SET EXERCISE: Can you write out again, unchanged, everything from the row containing "TARGET = glittery green dress" down to the final row below?
========
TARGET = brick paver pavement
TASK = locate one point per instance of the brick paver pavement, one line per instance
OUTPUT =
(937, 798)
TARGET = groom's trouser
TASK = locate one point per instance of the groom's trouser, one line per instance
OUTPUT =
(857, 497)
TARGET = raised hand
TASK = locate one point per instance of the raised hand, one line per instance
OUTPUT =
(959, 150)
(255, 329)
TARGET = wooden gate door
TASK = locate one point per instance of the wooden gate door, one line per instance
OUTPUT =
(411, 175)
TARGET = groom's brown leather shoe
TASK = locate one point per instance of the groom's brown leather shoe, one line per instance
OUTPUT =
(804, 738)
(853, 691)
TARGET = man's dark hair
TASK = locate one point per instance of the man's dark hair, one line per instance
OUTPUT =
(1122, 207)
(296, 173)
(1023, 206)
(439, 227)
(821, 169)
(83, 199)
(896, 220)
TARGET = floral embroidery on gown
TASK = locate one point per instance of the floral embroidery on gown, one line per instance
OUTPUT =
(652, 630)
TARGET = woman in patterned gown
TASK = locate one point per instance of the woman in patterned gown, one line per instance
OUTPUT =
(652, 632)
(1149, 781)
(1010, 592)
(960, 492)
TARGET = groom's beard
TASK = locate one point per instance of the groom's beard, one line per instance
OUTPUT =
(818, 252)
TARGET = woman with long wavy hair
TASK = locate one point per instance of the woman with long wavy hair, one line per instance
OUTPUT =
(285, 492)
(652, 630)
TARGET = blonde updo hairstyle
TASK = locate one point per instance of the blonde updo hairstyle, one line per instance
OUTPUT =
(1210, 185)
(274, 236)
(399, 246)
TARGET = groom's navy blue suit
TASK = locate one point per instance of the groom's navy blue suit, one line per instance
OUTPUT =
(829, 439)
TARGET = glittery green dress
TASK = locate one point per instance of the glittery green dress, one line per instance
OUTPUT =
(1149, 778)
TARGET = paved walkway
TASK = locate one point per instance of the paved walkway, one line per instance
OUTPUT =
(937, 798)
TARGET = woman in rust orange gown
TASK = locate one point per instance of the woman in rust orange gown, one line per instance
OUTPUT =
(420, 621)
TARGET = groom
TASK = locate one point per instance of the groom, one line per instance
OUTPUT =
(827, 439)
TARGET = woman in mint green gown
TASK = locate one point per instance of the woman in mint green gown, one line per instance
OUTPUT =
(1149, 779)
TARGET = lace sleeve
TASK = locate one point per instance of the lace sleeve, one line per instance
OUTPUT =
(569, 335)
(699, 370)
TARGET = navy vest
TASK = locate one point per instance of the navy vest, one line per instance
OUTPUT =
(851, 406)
========
FINISHED TASK:
TARGET = glittery green dress
TASK = locate one point per instance of the glittery green dress, one line per instance
OUTPUT =
(1149, 778)
TARGET = paved walkway
TASK = locate one point per instance of the paved walkway, one line per instance
OUTPUT =
(937, 798)
TARGET = woman in rust orange gown
TASK = locate one point per instance of the woman in rust orange gown, one line per instance
OUTPUT =
(420, 621)
TARGET = groom
TASK = locate one point per instance of the groom, one line per instance
OUTPUT =
(827, 439)
TARGET = woman in mint green gown
TASK = locate one point per instance of the woman in mint green gown, one line per instance
OUTPUT =
(1149, 779)
TARGET = lace sleeve
TASK = locate one point per instance of the lace sleeve, one line per instance
OUTPUT =
(569, 335)
(699, 370)
TARGET = navy vest
TASK = locate one point per instance of the navy vest, one line per instance
OUTPUT =
(851, 406)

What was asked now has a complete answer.